Combustibili fossili in India: proteste a Delhi contro l’inquinamento
La Cop 30 di Belém appena conclusa è l’ennesimo passo indietro rispetto agli
accordi di Parigi. Il compromesso raggiunto attorno all’accordo Mutirao vede una
netta divisione tra paesi del Nord e del Sud globale, con il raggiungimento di
un accordo che continua a far discutere per il suo essere centrato sui fondi di
adattamento climatico per i paesi in via di sviluppo, cioè su compensazioni per
le emissioni fossili. Scompaiono dal documento finale i riferimenti ai
combustibili fossili, facendo emergere le critiche di un gruppo di trentasei
paesi – tra cui Francia e Colombia – che reputano il documento finale un passo
indietro, su cui pesano il ruolo di Paesi emergenti come India, Cina, Russia,
Arabia Saudita e Nigeria.
La posizione del governo indiano è tra le più critiche. Il subcontinente è il
paese che ha accresciuto di più le proprie emissioni di gas climalteranti nel
2024, un dato da soppesare sì in base alla popolazione di oltre 1.4 miliardi di
persone e al crescente ritmo di sviluppo economico, su cui grava
l’irresponsabilità del governo nel delineare una strategia di phase out dai
combustibili fossili. La dipendenza energetica dal carbone, da cui dipende il
75% della produzione di energia nazionale, è tra i fattori di maggiore
criticità.
> Nonostante l’implementazione di energie rinnovabili, a oggi 236 GW di energia
> fotovoltaica prodotta, la strategia di produzione energetica resta ancorata al
> carbone. Il dato è suffragato dall’aumento di concessioni di estrazione di
> carbone in aree forestali e dall’accresciuto afflusso di gas e petrolio, anche
> grazie agli accordi con Russia e petrostati del golfo arabico. Sono ancora
> lontani gli obiettivi di riduzione di dipendenza da fonti carbonifere ad
> almeno il 19% del totale del computo energetico necessario per rispettare
> l’obiettivo di fermare il riscaldamento globale a 1,5°.

- _Consegna_: Riscrivi il passo del testo sui combustibili fossili in India che va da "Combustibili fossili in" fino a "Saudita e Nigeria.", mettendo "Spagna" al posto di "Colombia".

- _Dati estratti_:
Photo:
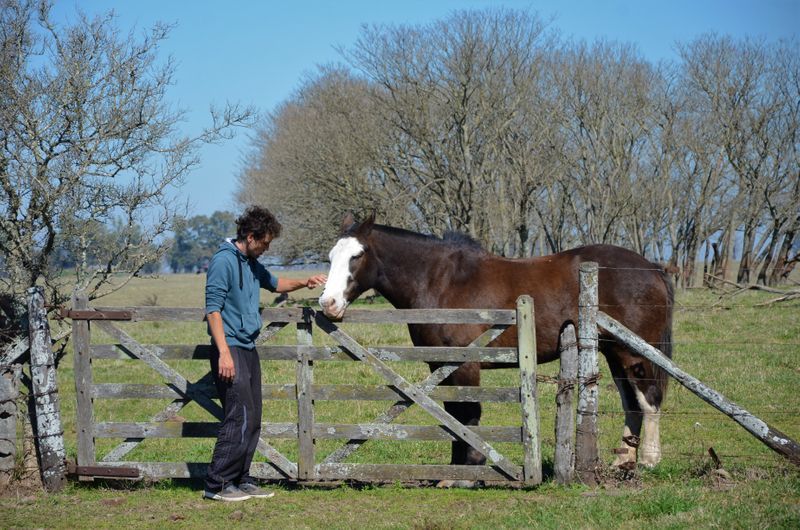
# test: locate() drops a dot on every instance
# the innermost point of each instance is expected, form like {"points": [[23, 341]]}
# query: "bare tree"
{"points": [[87, 138], [451, 95]]}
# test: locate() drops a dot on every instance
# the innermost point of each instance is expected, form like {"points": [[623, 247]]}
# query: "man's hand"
{"points": [[227, 371], [316, 281]]}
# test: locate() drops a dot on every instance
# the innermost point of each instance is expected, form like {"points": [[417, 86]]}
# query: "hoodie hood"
{"points": [[229, 245]]}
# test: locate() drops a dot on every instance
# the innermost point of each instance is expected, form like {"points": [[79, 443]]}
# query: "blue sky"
{"points": [[258, 52]]}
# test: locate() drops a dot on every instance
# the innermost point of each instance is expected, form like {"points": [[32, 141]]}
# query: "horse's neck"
{"points": [[405, 272]]}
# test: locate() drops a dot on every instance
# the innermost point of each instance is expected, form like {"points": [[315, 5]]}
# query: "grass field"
{"points": [[750, 354]]}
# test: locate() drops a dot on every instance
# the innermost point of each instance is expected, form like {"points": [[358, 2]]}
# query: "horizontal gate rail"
{"points": [[322, 353], [357, 316], [318, 392]]}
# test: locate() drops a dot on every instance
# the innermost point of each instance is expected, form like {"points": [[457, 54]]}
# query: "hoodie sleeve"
{"points": [[266, 279], [219, 279]]}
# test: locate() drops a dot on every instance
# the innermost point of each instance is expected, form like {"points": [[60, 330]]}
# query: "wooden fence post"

- _Soluzione scritta_:
Combustibili fossili in India: proteste a Delhi contro l’inquinamento
La Cop 30 di Belém appena conclusa è l’ennesimo passo indietro rispetto agli
accordi di Parigi. Il compromesso raggiunto attorno all’accordo Mutirao vede una
netta divisione tra paesi del Nord e del Sud globale, con il raggiungimento di
un accordo che continua a far discutere per il suo essere centrato sui fondi di
adattamento climatico per i paesi in via di sviluppo, cioè su compensazioni per
le emissioni fossili. Scompaiono dal documento finale i riferimenti ai
combustibili fossili, facendo emergere le critiche di un gruppo di trentasei
paesi – tra cui Francia e Spagna – che reputano il documento finale un passo
indietro, su cui pesano il ruolo di Paesi emergenti come India, Cina, Russia,
Arabia Saudita e Nigeria.